*Image-grounded pointing data*
=== Section Start ===
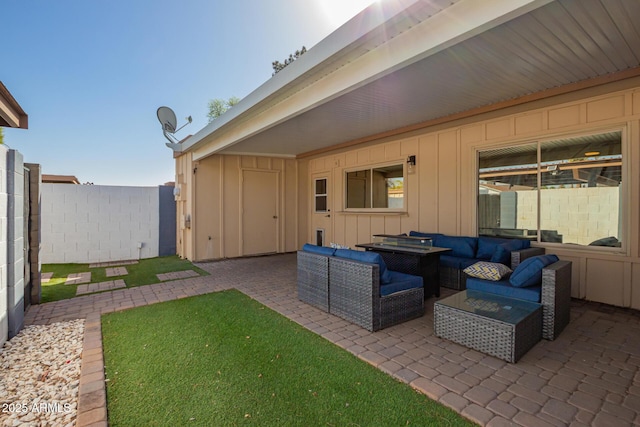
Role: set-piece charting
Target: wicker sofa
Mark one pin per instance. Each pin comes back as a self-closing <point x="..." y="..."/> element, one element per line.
<point x="357" y="287"/>
<point x="466" y="251"/>
<point x="543" y="279"/>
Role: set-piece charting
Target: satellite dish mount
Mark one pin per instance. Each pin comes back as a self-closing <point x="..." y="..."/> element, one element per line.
<point x="167" y="119"/>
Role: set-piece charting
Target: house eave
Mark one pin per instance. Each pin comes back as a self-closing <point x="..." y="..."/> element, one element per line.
<point x="11" y="114"/>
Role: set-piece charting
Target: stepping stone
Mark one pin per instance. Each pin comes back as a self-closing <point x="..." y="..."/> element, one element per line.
<point x="77" y="278"/>
<point x="176" y="275"/>
<point x="100" y="287"/>
<point x="116" y="271"/>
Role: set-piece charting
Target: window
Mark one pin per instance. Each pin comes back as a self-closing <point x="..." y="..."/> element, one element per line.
<point x="375" y="188"/>
<point x="560" y="191"/>
<point x="320" y="204"/>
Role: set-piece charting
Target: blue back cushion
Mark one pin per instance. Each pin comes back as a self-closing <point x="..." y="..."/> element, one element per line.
<point x="461" y="246"/>
<point x="367" y="256"/>
<point x="529" y="272"/>
<point x="320" y="250"/>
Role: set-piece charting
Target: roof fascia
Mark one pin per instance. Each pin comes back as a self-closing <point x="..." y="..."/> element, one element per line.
<point x="458" y="22"/>
<point x="10" y="110"/>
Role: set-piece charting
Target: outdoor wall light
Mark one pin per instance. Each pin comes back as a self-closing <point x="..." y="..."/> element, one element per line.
<point x="411" y="164"/>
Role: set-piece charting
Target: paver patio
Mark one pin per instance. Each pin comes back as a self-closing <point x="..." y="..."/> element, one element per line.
<point x="589" y="376"/>
<point x="116" y="271"/>
<point x="78" y="278"/>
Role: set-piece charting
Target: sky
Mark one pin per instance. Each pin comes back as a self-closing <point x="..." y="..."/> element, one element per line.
<point x="91" y="74"/>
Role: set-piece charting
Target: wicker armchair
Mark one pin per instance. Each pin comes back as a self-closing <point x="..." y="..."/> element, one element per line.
<point x="355" y="296"/>
<point x="313" y="279"/>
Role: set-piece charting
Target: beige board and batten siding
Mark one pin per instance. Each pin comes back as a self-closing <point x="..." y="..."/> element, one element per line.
<point x="442" y="193"/>
<point x="224" y="217"/>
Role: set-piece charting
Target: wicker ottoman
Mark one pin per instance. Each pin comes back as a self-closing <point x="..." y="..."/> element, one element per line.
<point x="502" y="327"/>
=== Section End ===
*Problem statement*
Above are the records; report each line in them that includes the word "wicker".

*Task response*
Target: wicker sofa
Target: wicker armchair
Target: wicker ottoman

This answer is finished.